TEXT:
....................

Wednesday, March 10, 2010

Jumpin' jack

Or Jack Jumper - a kind of ant - Myrmecia pilosula - is another of those little Australian delights I keep discovering. Do not discover this one for yourself by putting your forearm on the edge of the raised bed that said Jack Jumper was occupying. I'm not, fortunately, one of the 3 percent of people that are violently allergic to them. It's more or less like a wasp-sting but does seem to keep recurring.

So we ventured into Bowmans today to acquire some more pre-paid time for my cell phone AKA 'Mobile' in these parts. We decided we needed two 'phones in case one of us is at the beach and the other gets bitten by a Jack Jumper or attacked by sudden shortage of milk (a very serious condition, which can cause absence of coffee) while the other is at the library - so we have one on contract and one cheapo. "Can we have some airtime for the cell please?" I ask after the important preliminaries have been dealt with (This is an island. Agriculture is still its mainstay. Mention of yesterday's rain obligatory). I get a rather puzzled twinkle from behind the slightly lowered glasses. (you can imagine the thought-processes. 'Humour him. He could be dangerous. Came out of a cell. Besides he's a foreigner, and they _are_ odd')"What?"
"You know. Time. For the cell."
(Blank look, or perhaps assessing distance the door.)
I take out the phone (slowly, no sudden movements ;-)) "It's pre-paid, we need to put some more money into it."
A light and possibly relief dawns "You mean mobile credit!"
And there I thought mobile credit was credit moving just out of reach. A kind of cruel teasing game played by bank managers...
We are divided by a common language.

So we went to Walkers (the supermarket. You need to know it is there, as signs are not Islandish. If you don't know where these essentials are, you shouldn't be here. Or ask someone, really. I could get to like this attitude.) to get milk - the lack of which as I may have mentioned can cause serious conditions like drinking black coffee and not out of choice) and to manage in our talented fashion to forget the Eucalyptus oil again. (to repel March Flies. Which bite, and can be a bane on windless days. I hope they really are absent after March) I also wanted some powdered mushroom soup, which was O/S. So B asked one of the staff, busy listing stuff on a sheet of carboard - presumably for re-order, if we could possibly request things. She attempted to keep a straight face and was betrayed by her dimples and said 'No.' And then packed up laughing. Heh. They were very nice to us, explaining things like instant mushroom gravy, and yes they'll order mushroom soup for us. Ah, we have a purpose in life. We are the dim country cousins for Flinders Island. I've always wanted to do more than just be a good bad example.

....................

GIVEN ENTRIES:
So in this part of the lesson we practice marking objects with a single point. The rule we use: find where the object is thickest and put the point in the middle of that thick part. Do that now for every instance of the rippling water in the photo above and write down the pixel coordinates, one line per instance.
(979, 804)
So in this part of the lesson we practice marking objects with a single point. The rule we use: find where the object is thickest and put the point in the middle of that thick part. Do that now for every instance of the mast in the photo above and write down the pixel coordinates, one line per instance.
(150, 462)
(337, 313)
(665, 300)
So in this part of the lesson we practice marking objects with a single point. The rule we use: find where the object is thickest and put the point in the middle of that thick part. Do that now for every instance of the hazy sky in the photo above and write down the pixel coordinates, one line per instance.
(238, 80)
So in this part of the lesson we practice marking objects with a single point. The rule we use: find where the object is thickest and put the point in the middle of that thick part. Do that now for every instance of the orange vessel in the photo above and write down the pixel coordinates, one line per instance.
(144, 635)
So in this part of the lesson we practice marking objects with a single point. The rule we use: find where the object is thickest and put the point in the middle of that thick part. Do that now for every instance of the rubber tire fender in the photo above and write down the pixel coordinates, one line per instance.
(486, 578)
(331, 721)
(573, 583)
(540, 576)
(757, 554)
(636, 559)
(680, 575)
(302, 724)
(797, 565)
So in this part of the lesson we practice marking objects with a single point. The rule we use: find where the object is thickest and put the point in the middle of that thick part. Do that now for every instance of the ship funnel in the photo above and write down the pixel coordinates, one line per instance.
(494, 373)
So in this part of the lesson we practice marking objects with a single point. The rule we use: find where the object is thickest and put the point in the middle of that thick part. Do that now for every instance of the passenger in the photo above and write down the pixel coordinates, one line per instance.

....................

TASK DETAILS: According to the blog post, what percentage of people are violently allergic to Jack Jumper ants? The data above comes from a different source than the blog post.

RESULT OF THIS EXERCISE: 3 percent